Scale everything from the line containing "Reviewer note: every instance of the orange" down to the last of the lines. Copy each of those lines, requests included, but multiply every x and y coordinate in the answers by 0.45 and round to whole numbers (halves up), leaving the sample coordinates in the requests unchanged.

★ ★ ★

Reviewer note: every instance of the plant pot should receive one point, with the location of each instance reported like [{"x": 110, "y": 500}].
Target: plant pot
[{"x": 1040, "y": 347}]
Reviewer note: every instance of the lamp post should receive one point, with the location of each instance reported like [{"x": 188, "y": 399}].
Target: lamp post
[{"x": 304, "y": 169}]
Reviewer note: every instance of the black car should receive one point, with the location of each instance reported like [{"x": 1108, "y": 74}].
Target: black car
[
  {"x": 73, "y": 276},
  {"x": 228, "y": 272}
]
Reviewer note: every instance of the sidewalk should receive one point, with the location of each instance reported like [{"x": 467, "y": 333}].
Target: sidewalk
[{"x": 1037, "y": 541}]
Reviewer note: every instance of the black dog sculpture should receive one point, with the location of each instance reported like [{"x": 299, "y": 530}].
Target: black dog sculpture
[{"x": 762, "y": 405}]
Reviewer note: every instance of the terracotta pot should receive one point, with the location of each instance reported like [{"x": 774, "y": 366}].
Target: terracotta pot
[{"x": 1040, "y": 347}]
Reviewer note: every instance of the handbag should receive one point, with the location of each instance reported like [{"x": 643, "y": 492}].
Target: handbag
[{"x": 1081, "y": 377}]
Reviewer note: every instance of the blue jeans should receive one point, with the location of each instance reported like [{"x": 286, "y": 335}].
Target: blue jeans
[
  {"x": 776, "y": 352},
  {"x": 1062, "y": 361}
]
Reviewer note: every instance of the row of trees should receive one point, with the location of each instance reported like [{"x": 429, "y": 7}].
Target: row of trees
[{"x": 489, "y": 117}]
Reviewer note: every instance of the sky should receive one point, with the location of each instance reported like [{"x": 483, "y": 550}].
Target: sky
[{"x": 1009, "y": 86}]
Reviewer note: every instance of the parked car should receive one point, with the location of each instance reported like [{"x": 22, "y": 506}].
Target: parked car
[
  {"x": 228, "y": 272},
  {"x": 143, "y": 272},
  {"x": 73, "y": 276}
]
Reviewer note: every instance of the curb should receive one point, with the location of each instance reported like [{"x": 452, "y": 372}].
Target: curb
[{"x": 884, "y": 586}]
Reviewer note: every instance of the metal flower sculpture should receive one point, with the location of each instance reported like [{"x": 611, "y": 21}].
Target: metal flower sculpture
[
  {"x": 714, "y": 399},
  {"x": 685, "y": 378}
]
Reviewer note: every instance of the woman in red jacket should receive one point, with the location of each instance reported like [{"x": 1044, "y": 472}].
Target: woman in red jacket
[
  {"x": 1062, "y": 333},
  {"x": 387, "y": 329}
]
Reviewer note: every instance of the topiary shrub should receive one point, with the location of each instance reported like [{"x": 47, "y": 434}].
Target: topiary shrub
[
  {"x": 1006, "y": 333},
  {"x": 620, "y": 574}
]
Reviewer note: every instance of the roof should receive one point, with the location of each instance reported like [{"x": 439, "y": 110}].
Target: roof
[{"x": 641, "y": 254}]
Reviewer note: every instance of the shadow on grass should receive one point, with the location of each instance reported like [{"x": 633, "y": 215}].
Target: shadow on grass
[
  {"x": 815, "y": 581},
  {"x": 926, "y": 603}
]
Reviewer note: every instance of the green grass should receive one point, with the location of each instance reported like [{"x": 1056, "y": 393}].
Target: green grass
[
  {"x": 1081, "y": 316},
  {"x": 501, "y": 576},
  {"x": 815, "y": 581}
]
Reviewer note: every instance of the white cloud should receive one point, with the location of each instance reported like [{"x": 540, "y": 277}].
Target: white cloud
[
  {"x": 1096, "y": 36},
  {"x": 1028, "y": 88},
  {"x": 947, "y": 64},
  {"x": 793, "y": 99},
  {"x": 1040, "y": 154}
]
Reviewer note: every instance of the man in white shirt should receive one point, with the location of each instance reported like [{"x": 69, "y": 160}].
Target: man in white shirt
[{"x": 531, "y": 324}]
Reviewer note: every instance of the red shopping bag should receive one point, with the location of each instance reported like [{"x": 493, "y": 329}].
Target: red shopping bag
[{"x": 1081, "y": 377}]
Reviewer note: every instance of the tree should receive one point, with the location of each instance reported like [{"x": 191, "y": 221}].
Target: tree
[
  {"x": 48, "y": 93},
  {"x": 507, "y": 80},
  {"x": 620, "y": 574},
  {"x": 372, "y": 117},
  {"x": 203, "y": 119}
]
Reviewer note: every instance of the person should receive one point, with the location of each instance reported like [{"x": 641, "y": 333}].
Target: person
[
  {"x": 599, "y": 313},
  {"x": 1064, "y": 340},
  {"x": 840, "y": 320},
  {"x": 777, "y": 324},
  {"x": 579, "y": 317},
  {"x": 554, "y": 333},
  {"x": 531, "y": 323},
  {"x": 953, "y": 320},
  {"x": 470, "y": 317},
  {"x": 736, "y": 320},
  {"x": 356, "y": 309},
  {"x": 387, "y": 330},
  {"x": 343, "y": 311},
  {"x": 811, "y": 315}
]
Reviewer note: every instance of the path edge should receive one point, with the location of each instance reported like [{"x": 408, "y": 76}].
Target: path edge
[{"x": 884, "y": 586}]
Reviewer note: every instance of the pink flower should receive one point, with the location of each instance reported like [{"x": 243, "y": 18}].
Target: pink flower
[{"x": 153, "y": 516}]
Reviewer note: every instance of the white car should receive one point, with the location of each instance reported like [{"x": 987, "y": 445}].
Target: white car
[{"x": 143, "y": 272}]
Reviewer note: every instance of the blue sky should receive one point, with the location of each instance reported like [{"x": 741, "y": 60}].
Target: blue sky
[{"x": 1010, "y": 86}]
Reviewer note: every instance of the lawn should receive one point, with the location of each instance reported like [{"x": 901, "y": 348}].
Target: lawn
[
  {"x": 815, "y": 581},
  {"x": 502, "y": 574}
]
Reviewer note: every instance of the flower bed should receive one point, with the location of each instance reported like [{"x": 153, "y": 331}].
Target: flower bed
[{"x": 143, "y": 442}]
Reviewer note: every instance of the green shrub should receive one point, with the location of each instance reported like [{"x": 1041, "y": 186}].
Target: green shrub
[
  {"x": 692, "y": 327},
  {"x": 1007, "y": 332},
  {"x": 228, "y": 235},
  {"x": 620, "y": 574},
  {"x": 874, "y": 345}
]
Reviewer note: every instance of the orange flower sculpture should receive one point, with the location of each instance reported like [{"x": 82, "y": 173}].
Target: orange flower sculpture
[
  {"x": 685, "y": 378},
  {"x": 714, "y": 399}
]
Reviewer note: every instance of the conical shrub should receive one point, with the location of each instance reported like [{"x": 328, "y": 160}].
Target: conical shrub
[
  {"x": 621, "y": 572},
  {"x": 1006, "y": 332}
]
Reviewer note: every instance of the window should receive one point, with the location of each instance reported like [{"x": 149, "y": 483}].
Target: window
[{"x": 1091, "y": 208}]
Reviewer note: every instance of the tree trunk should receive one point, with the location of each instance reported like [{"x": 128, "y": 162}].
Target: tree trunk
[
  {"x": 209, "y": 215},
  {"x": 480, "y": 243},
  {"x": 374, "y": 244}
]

★ ★ ★

_The output_.
Reviewer note: every instance of the orange flower sculpture should receive one point, with the location of each instance reported like [{"x": 82, "y": 173}].
Target: orange flower sculpture
[
  {"x": 308, "y": 170},
  {"x": 321, "y": 180}
]
Reviewer note: every instance of the conical shrub should receive one point, with the location of each instance reported like [{"x": 328, "y": 160}].
Target: conical shrub
[
  {"x": 279, "y": 257},
  {"x": 453, "y": 149}
]
Reviewer note: every instance of the window should receive one point, with the location of each instance reported like [{"x": 149, "y": 483}].
Target: window
[{"x": 491, "y": 94}]
Reviewer note: every instance of the tree trunk should receive one point, with the location of each instance reported like [{"x": 128, "y": 162}].
Target: tree trunk
[
  {"x": 94, "y": 97},
  {"x": 216, "y": 109},
  {"x": 168, "y": 110}
]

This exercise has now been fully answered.